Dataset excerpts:
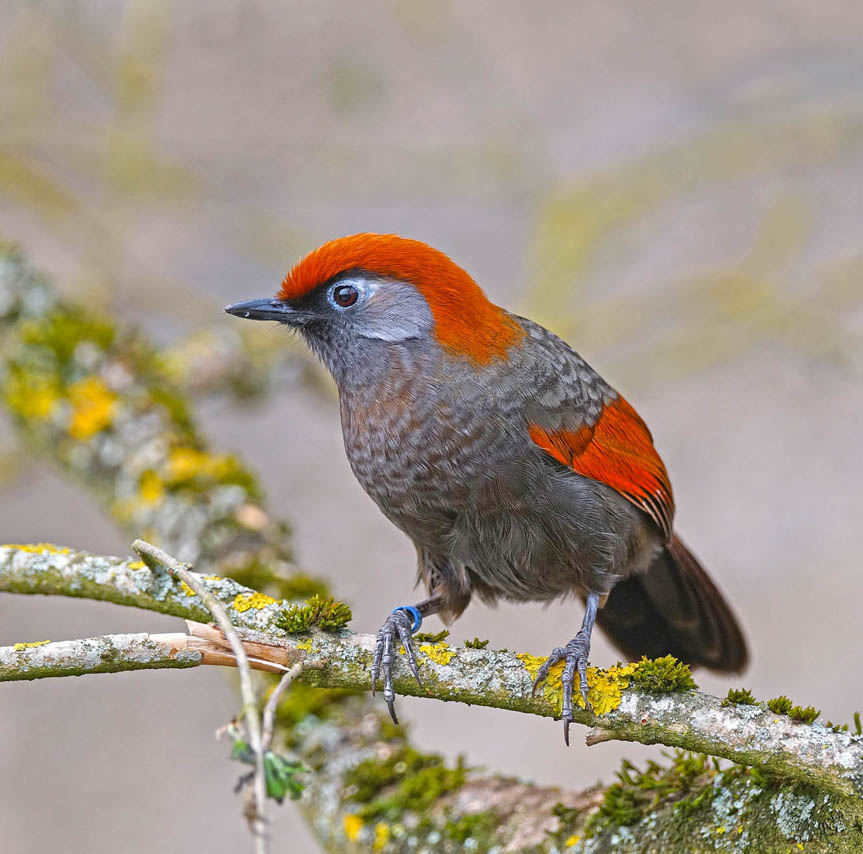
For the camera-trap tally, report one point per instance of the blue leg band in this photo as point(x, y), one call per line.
point(415, 615)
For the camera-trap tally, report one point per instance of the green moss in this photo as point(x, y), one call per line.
point(858, 726)
point(326, 614)
point(304, 700)
point(739, 697)
point(685, 780)
point(406, 781)
point(298, 585)
point(431, 637)
point(780, 705)
point(783, 706)
point(662, 675)
point(260, 576)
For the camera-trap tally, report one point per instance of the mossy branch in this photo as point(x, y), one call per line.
point(748, 734)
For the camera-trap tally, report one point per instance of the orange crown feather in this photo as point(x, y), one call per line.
point(466, 323)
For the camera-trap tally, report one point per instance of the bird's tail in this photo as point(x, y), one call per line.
point(674, 608)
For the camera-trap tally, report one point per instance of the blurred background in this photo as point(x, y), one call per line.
point(676, 188)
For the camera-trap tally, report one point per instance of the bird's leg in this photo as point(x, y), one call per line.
point(575, 654)
point(400, 625)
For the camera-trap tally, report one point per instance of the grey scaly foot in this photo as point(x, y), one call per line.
point(399, 625)
point(575, 655)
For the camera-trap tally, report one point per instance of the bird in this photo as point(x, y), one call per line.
point(517, 471)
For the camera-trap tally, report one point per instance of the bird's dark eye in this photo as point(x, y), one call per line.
point(345, 295)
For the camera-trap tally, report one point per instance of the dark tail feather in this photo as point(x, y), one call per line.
point(674, 608)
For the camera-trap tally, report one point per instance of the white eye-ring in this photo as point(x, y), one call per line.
point(347, 293)
point(344, 296)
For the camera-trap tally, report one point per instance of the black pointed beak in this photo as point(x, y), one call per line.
point(262, 309)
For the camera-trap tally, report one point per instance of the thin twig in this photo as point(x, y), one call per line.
point(257, 816)
point(273, 702)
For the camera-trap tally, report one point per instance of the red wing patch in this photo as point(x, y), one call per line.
point(617, 451)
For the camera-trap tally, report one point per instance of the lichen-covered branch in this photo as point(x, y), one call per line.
point(747, 734)
point(106, 654)
point(256, 807)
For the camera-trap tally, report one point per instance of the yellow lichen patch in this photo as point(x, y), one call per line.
point(353, 824)
point(185, 463)
point(440, 653)
point(19, 646)
point(150, 488)
point(245, 601)
point(32, 397)
point(93, 407)
point(605, 687)
point(39, 548)
point(382, 835)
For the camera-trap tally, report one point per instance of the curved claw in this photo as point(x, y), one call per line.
point(575, 655)
point(397, 625)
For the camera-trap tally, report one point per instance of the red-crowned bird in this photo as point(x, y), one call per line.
point(517, 471)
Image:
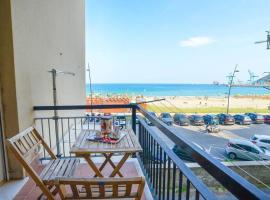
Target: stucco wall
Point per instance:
(33, 35)
(48, 34)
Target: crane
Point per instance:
(267, 40)
(252, 77)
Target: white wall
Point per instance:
(42, 30)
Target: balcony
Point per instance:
(167, 176)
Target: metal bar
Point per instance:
(157, 165)
(180, 185)
(198, 184)
(232, 181)
(174, 185)
(42, 133)
(188, 190)
(133, 118)
(160, 172)
(164, 176)
(63, 137)
(168, 179)
(82, 107)
(197, 195)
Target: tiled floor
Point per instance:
(29, 191)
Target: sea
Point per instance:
(132, 89)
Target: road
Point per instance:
(215, 143)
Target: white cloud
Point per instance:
(197, 41)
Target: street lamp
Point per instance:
(230, 86)
(54, 72)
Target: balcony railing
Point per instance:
(167, 175)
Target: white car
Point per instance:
(262, 141)
(244, 149)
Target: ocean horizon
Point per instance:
(168, 89)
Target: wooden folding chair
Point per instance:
(101, 188)
(26, 147)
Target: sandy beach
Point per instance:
(191, 104)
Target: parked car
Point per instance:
(256, 118)
(181, 119)
(183, 154)
(262, 141)
(148, 121)
(166, 118)
(267, 119)
(242, 119)
(210, 119)
(196, 120)
(244, 149)
(225, 119)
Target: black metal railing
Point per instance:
(167, 175)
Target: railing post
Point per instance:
(133, 117)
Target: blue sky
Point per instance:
(169, 41)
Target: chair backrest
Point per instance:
(101, 188)
(25, 146)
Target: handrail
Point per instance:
(233, 182)
(197, 183)
(81, 107)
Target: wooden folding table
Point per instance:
(85, 148)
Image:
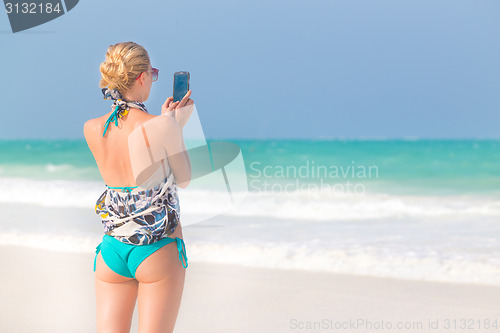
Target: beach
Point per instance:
(416, 250)
(51, 291)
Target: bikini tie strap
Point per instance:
(113, 117)
(120, 106)
(181, 247)
(127, 189)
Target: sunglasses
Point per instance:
(154, 73)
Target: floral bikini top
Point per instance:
(137, 216)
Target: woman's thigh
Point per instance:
(116, 296)
(161, 283)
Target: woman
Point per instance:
(142, 255)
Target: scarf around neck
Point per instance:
(120, 107)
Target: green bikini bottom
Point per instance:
(124, 258)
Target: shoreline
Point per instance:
(244, 299)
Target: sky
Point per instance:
(320, 69)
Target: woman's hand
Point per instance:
(181, 110)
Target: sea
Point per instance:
(416, 209)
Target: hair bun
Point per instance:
(124, 63)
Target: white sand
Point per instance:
(46, 291)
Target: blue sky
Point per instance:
(270, 69)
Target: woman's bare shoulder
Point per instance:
(92, 126)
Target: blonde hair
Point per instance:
(124, 63)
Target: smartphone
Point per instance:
(181, 85)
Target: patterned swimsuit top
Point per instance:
(137, 216)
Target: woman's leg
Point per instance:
(116, 296)
(161, 282)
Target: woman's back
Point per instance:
(111, 152)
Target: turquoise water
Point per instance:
(430, 210)
(392, 166)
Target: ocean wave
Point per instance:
(405, 264)
(297, 205)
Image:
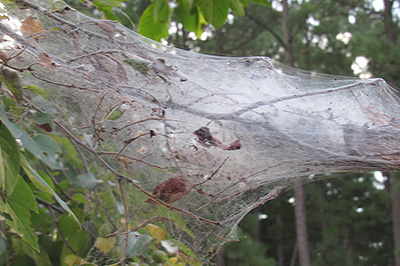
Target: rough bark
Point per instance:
(394, 185)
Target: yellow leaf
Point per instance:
(105, 244)
(32, 27)
(156, 232)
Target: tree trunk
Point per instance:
(286, 34)
(301, 225)
(394, 183)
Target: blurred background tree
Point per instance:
(350, 219)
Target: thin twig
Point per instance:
(105, 210)
(59, 230)
(49, 205)
(122, 261)
(55, 181)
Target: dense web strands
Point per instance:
(198, 138)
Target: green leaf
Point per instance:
(87, 181)
(137, 243)
(9, 160)
(12, 82)
(215, 11)
(40, 258)
(29, 144)
(155, 29)
(39, 182)
(36, 89)
(165, 212)
(18, 206)
(47, 144)
(43, 118)
(80, 241)
(191, 21)
(262, 2)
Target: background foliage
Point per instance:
(349, 216)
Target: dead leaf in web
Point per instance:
(105, 244)
(170, 190)
(46, 60)
(376, 116)
(207, 139)
(156, 232)
(3, 56)
(32, 28)
(108, 27)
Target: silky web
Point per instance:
(197, 141)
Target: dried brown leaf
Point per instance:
(32, 27)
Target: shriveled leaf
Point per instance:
(41, 184)
(105, 244)
(18, 207)
(138, 64)
(158, 6)
(73, 260)
(106, 9)
(155, 29)
(47, 144)
(36, 89)
(156, 232)
(3, 56)
(174, 216)
(32, 27)
(46, 60)
(9, 160)
(115, 113)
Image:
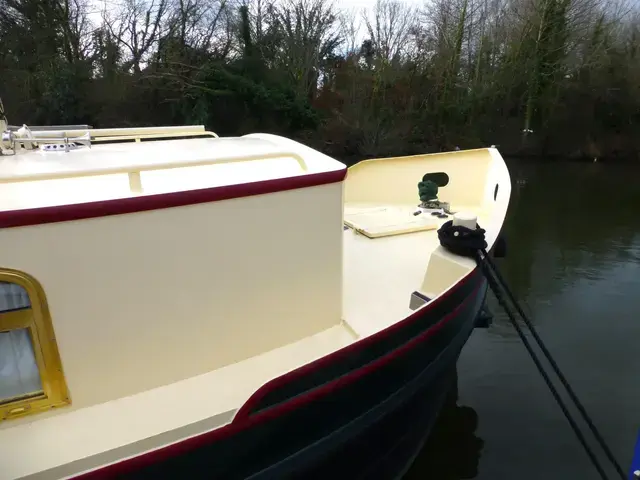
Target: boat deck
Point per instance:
(377, 293)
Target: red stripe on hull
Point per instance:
(243, 420)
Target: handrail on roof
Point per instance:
(134, 171)
(84, 134)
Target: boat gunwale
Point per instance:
(119, 206)
(245, 419)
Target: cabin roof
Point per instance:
(117, 178)
(124, 157)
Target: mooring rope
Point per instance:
(464, 241)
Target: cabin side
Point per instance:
(145, 296)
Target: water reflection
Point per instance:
(453, 450)
(573, 235)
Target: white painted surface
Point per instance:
(38, 179)
(209, 284)
(252, 291)
(70, 436)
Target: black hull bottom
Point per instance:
(361, 413)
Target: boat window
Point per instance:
(31, 377)
(439, 178)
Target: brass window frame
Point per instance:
(37, 319)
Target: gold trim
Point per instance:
(38, 320)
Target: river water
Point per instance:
(573, 259)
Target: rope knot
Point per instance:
(462, 240)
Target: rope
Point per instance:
(471, 243)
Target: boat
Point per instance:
(179, 305)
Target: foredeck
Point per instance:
(380, 274)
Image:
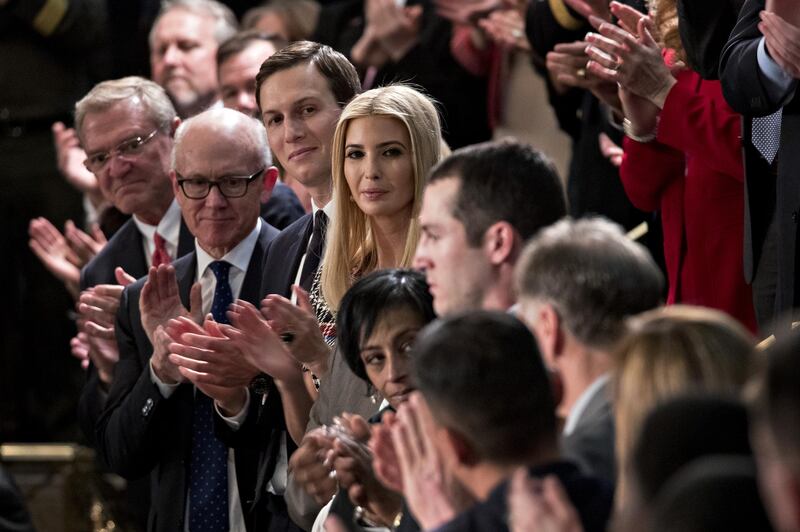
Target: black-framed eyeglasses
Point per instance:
(127, 148)
(229, 186)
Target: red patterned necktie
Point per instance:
(160, 255)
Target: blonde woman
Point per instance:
(668, 352)
(385, 142)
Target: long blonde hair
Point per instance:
(351, 248)
(670, 351)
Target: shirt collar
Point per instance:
(328, 209)
(583, 401)
(238, 257)
(169, 227)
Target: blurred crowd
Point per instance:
(281, 267)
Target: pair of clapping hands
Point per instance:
(222, 359)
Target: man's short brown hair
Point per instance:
(340, 73)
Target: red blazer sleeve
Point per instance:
(647, 169)
(698, 121)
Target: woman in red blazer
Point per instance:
(682, 158)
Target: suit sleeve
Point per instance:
(743, 82)
(137, 418)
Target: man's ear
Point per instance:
(500, 242)
(270, 178)
(550, 332)
(176, 188)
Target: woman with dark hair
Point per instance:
(378, 320)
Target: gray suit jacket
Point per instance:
(591, 443)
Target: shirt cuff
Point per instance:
(235, 421)
(165, 389)
(776, 80)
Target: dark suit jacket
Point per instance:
(591, 497)
(282, 208)
(341, 389)
(591, 443)
(141, 432)
(744, 89)
(124, 250)
(283, 257)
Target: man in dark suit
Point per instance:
(759, 71)
(486, 408)
(115, 121)
(578, 281)
(155, 420)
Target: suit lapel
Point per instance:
(296, 251)
(185, 240)
(186, 272)
(130, 256)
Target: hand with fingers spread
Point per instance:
(104, 354)
(424, 477)
(70, 157)
(567, 67)
(310, 467)
(161, 302)
(782, 40)
(206, 356)
(352, 461)
(634, 62)
(259, 344)
(79, 348)
(540, 505)
(506, 27)
(100, 303)
(53, 250)
(84, 246)
(299, 325)
(165, 370)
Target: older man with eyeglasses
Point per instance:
(156, 420)
(127, 127)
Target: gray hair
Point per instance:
(106, 94)
(593, 275)
(225, 23)
(227, 121)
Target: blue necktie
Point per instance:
(208, 475)
(767, 135)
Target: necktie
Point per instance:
(315, 249)
(767, 135)
(160, 255)
(208, 475)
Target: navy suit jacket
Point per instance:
(744, 89)
(283, 257)
(141, 432)
(125, 250)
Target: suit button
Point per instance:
(148, 406)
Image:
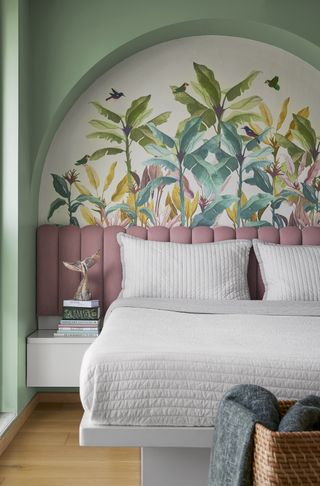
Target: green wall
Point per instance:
(55, 49)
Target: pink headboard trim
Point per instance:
(55, 282)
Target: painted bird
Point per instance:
(249, 131)
(273, 83)
(181, 89)
(114, 95)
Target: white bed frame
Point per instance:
(170, 456)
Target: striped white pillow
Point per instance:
(215, 271)
(289, 272)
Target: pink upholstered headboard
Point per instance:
(55, 282)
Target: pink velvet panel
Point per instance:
(92, 241)
(112, 271)
(69, 251)
(47, 270)
(55, 282)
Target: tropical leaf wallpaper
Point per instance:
(242, 153)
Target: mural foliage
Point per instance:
(230, 155)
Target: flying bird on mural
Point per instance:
(273, 83)
(249, 131)
(181, 89)
(114, 95)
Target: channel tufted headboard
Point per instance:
(54, 244)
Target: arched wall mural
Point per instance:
(205, 130)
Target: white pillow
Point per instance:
(289, 272)
(215, 271)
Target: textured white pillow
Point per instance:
(289, 272)
(215, 271)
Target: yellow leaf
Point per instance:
(176, 196)
(169, 202)
(266, 114)
(243, 199)
(232, 213)
(82, 189)
(121, 189)
(131, 201)
(305, 112)
(109, 177)
(187, 208)
(194, 205)
(87, 215)
(93, 177)
(283, 113)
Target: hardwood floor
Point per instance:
(46, 453)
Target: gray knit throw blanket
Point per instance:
(240, 409)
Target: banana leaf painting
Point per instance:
(230, 156)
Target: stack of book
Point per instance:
(81, 318)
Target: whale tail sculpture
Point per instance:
(83, 292)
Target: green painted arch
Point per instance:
(257, 31)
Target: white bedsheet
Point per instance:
(162, 368)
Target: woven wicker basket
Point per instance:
(286, 458)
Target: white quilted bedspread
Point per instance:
(154, 367)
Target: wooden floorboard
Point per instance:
(45, 452)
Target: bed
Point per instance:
(157, 386)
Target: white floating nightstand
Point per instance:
(54, 361)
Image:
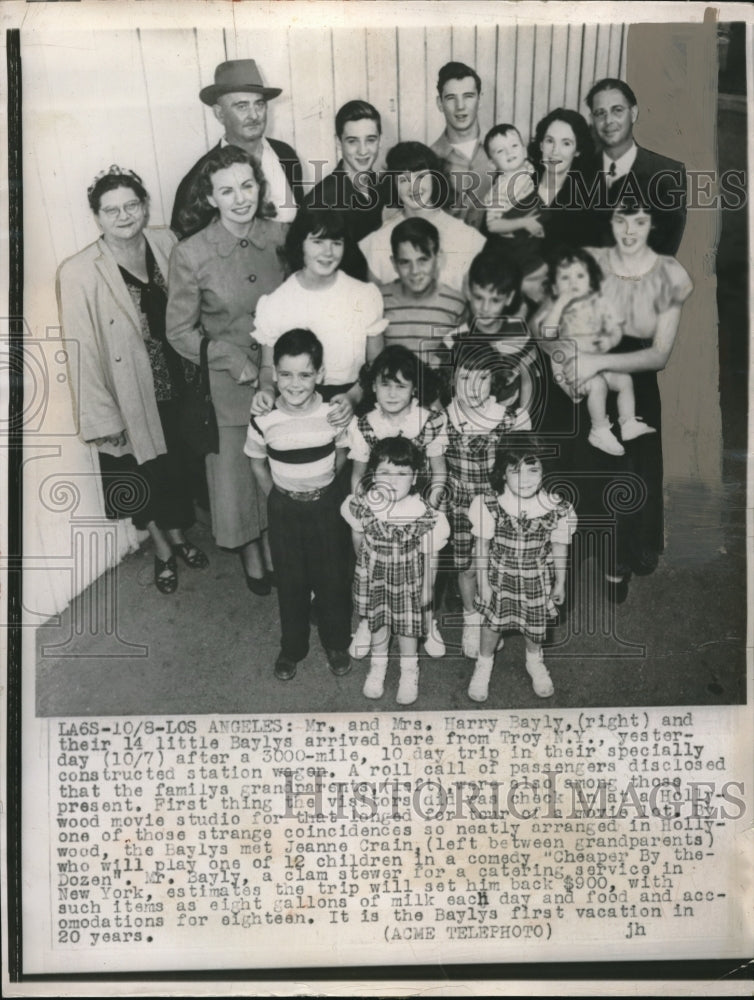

Work item: Check each line above for the word "leaf", and copy the lines where it appears.

Response area:
Target: yellow leaf
Target: green leaf
Target: dead leaf in web
Target: dried brown leaf
Target: shriveled leaf
Target: tropical leaf wallpaper
Target: yellow leaf
Target: banana leaf painting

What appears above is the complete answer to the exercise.